§ Document text
•••

It’s been called the “foundational” story of the United States. In the spring and summer of 1787, delegates gathered in Philadelphia and labored from May through September, arguing, wheeling, dealing and ultimately hammering out a constitution for the United States. The “Federal Convention,” as it was called then, teetered on the brink of collapse several times as the delegates battled over each clause, over the shape of the presidency, over representation in the Congress and over the relative powers of the states vs. the national government, and the small states vs. the large.
It’s a dramatic story. It’s been told and retold, interpreted and reinterpreted for more than two centuries by scholars and judges alike, based largely on a single work: a tome of some 600 pages in modern book form, called “Notes of Debates in the Federal Convention of 1787 as Reported by James Madison” or more simply “Madison’s Notes,” a day by day summary of who said what about each proposition put forth by the delegates and how the votes came out on each as the document slowly evolved. The work was published after Madison’s death in 1836, when no other delegates were still living.

•••

§ The tasks
(1) From the passage on the 1787 Federal Convention, extract the part that opens with the words containing "It’s been called" and closes with "vs. the large.".
(2) Using the passage on the 1787 Federal Convention, decide whether each statement agrees with it, answering yes or no and quoting the deciding words: (a) The delegates worked in Philadelphia from May through September. (b) Madison's notes were published while some other delegates were still living. (c) Madison's notes run to some 600 pages in modern book form.

•••

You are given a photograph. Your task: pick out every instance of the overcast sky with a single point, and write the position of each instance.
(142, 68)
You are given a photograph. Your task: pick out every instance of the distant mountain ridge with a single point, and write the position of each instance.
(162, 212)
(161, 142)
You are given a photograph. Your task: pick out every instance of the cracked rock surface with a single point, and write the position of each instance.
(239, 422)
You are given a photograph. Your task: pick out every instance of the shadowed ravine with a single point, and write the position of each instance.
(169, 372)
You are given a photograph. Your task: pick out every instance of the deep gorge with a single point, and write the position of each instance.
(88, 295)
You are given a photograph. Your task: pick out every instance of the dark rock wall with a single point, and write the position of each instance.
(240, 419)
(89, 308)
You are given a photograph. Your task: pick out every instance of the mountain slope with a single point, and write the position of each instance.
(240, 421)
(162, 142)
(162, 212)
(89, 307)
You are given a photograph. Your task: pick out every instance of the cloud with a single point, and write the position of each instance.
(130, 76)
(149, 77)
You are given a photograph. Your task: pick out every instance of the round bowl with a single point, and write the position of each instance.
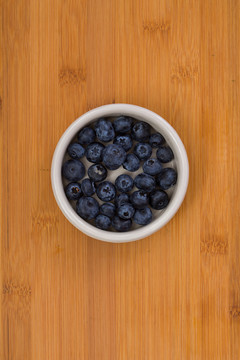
(180, 163)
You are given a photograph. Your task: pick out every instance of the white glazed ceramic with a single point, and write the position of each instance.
(180, 163)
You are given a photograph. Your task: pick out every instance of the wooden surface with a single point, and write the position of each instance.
(176, 294)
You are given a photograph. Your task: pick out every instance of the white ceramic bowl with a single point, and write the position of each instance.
(180, 163)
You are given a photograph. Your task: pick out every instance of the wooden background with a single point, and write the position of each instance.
(176, 294)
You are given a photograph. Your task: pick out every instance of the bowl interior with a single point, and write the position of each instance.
(176, 193)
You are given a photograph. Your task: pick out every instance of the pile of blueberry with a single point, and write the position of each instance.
(108, 145)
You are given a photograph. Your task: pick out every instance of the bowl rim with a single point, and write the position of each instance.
(160, 125)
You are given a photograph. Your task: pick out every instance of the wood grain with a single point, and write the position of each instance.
(176, 294)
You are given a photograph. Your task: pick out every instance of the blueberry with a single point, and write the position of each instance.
(88, 187)
(126, 211)
(73, 191)
(143, 216)
(113, 156)
(97, 172)
(165, 154)
(124, 140)
(106, 191)
(122, 124)
(103, 222)
(121, 199)
(87, 207)
(94, 152)
(86, 136)
(145, 182)
(76, 151)
(73, 170)
(143, 151)
(152, 166)
(141, 131)
(156, 140)
(158, 199)
(139, 199)
(167, 178)
(108, 209)
(132, 163)
(124, 183)
(120, 224)
(104, 130)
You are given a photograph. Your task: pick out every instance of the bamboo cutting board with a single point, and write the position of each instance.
(176, 294)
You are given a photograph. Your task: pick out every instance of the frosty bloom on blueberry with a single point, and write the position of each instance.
(128, 182)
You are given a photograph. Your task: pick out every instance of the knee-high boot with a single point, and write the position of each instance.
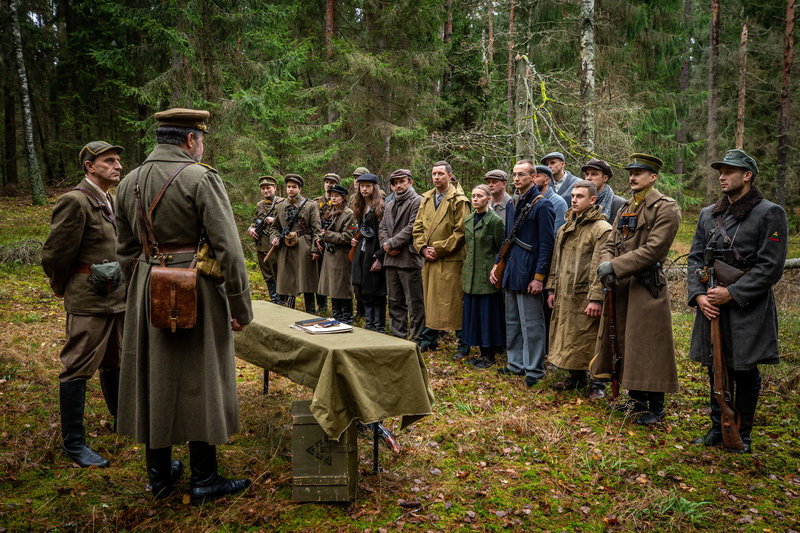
(206, 483)
(72, 398)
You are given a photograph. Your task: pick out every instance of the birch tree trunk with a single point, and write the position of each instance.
(742, 82)
(34, 176)
(684, 86)
(783, 127)
(711, 130)
(510, 78)
(587, 75)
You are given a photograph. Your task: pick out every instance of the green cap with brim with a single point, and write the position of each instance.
(737, 158)
(645, 161)
(95, 148)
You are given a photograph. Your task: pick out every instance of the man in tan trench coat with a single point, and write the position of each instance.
(574, 293)
(631, 262)
(439, 238)
(82, 234)
(178, 386)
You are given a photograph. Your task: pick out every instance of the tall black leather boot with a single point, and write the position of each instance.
(206, 483)
(713, 436)
(655, 413)
(109, 382)
(748, 388)
(72, 397)
(162, 471)
(272, 287)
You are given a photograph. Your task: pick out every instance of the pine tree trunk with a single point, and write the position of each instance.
(742, 82)
(783, 127)
(10, 176)
(510, 78)
(34, 176)
(684, 86)
(711, 130)
(587, 75)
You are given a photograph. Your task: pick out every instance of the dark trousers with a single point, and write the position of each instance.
(406, 302)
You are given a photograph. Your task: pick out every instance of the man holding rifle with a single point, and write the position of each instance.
(642, 360)
(738, 250)
(259, 231)
(521, 269)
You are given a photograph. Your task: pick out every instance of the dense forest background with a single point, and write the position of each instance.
(314, 87)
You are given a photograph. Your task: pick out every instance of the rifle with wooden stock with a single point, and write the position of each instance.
(505, 249)
(731, 420)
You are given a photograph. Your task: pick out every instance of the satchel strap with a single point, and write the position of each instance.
(149, 243)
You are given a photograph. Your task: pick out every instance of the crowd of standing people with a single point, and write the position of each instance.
(560, 270)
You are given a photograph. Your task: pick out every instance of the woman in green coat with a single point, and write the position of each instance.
(483, 322)
(335, 277)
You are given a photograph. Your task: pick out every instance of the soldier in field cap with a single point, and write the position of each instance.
(178, 386)
(630, 264)
(82, 239)
(746, 233)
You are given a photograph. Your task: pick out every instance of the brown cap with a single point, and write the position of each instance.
(267, 180)
(598, 164)
(295, 178)
(95, 148)
(400, 173)
(496, 174)
(184, 118)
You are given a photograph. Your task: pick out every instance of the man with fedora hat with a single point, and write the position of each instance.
(497, 180)
(599, 172)
(745, 234)
(402, 263)
(562, 179)
(80, 260)
(265, 217)
(297, 227)
(179, 385)
(630, 266)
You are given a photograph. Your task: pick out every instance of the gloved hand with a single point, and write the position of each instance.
(606, 275)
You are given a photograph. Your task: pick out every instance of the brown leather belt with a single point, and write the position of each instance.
(177, 248)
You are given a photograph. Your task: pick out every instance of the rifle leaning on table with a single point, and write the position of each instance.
(286, 230)
(505, 249)
(731, 419)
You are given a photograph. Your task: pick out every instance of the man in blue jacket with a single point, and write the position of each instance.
(527, 266)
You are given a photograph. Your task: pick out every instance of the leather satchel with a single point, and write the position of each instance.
(173, 297)
(173, 291)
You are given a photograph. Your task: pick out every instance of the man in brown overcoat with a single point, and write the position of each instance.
(402, 262)
(439, 238)
(178, 386)
(630, 264)
(83, 234)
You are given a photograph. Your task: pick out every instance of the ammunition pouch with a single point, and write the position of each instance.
(650, 278)
(105, 277)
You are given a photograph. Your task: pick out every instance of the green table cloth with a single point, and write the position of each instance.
(361, 374)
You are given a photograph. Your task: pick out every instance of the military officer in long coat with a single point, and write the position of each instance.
(336, 275)
(264, 218)
(631, 262)
(296, 229)
(574, 293)
(748, 233)
(439, 238)
(178, 386)
(82, 234)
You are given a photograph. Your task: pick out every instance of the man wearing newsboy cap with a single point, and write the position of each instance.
(745, 234)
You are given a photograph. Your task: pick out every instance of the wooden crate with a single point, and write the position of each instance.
(323, 470)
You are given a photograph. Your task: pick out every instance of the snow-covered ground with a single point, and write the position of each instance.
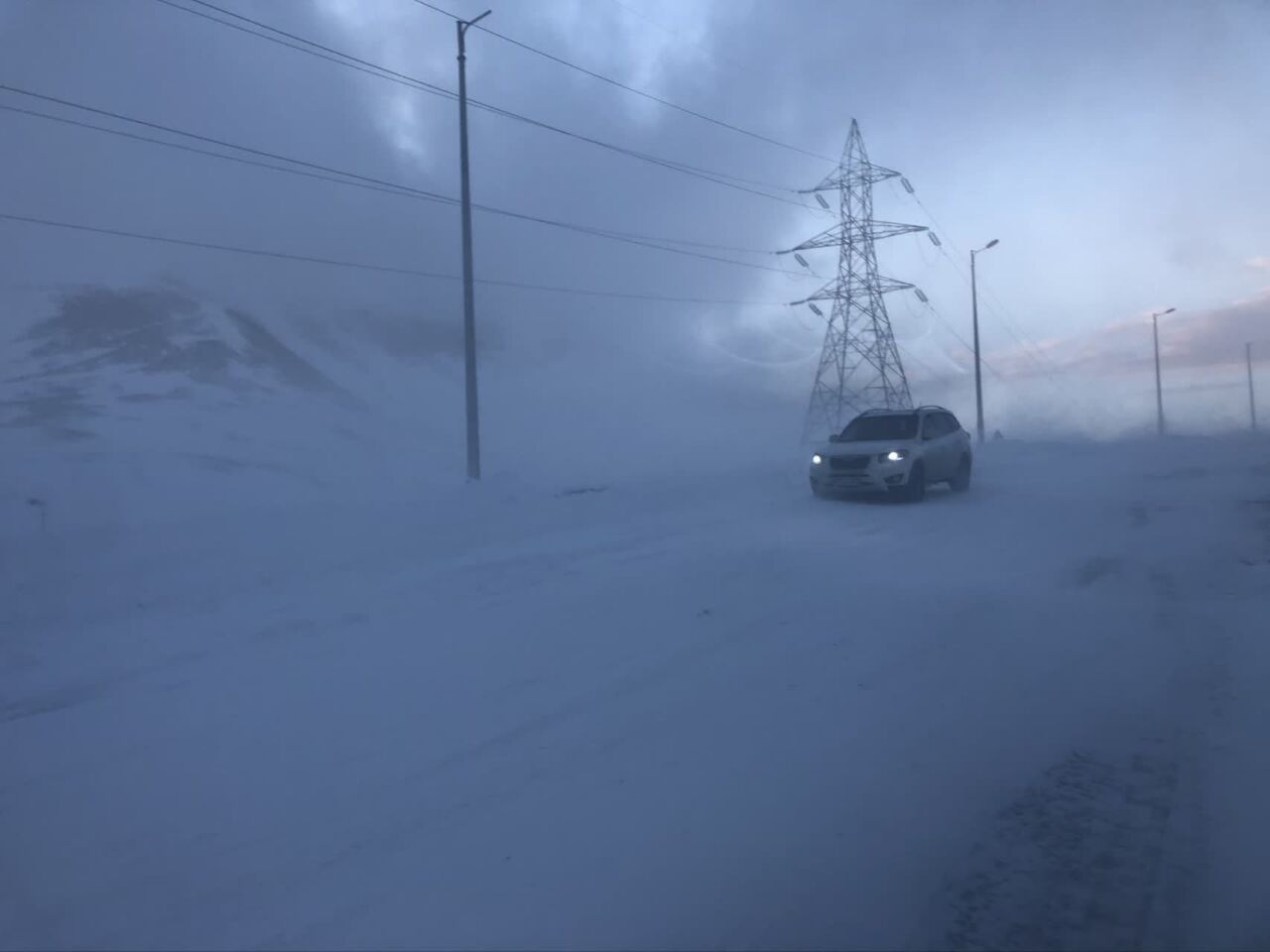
(681, 712)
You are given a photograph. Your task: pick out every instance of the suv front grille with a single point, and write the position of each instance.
(848, 462)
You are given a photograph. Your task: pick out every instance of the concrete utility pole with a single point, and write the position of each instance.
(1160, 393)
(1252, 399)
(974, 312)
(468, 304)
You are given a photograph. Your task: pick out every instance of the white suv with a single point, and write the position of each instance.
(899, 452)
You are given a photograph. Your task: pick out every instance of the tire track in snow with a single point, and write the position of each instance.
(1103, 849)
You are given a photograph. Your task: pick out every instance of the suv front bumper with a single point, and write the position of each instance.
(878, 477)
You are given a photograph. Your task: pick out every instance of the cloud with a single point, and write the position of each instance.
(1197, 339)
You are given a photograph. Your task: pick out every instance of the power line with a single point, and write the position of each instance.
(642, 93)
(717, 178)
(388, 270)
(363, 180)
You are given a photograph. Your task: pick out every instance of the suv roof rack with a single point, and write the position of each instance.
(881, 411)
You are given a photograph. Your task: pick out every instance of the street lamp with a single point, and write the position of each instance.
(1160, 393)
(974, 311)
(468, 306)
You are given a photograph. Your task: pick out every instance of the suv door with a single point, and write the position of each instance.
(935, 447)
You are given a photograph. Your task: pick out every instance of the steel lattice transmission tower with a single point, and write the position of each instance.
(860, 366)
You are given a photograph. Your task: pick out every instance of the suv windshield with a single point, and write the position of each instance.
(890, 426)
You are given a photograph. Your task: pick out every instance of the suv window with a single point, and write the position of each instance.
(881, 426)
(934, 426)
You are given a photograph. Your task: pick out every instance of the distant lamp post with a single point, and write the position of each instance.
(1160, 393)
(974, 313)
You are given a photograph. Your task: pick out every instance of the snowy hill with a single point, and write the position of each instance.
(681, 712)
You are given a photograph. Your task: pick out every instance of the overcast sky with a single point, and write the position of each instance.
(1115, 149)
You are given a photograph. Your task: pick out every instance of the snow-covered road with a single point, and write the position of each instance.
(680, 715)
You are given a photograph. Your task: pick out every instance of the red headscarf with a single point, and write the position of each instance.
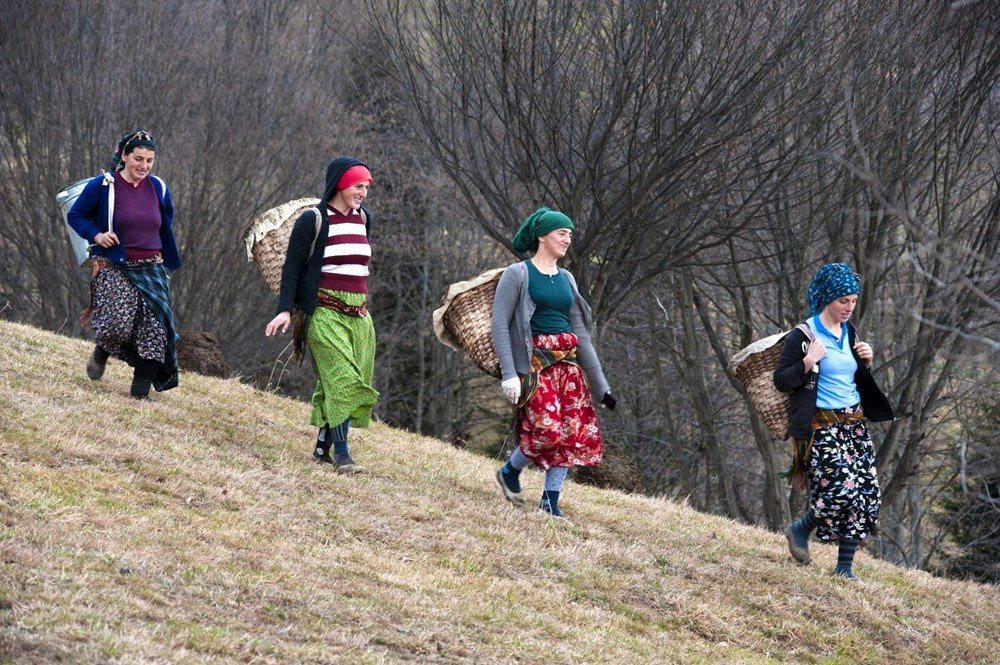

•••

§ Exercise answers
(1)
It’s been called the “foundational” story of the United States. In the spring and summer of 1787, delegates gathered in Philadelphia and labored from May through September, arguing, wheeling, dealing and ultimately hammering out a constitution for the United States. The “Federal Convention,” as it was called then, teetered on the brink of collapse several times as the delegates battled over each clause, over the shape of the presidency, over representation in the Congress and over the relative powers of the states vs. the national government, and the small states vs. the large.

(2)
(a) Yes: "labored from May through September"
(b) No: "when no other delegates were still living"
(c) Yes: "a tome of some 600 pages in modern book form"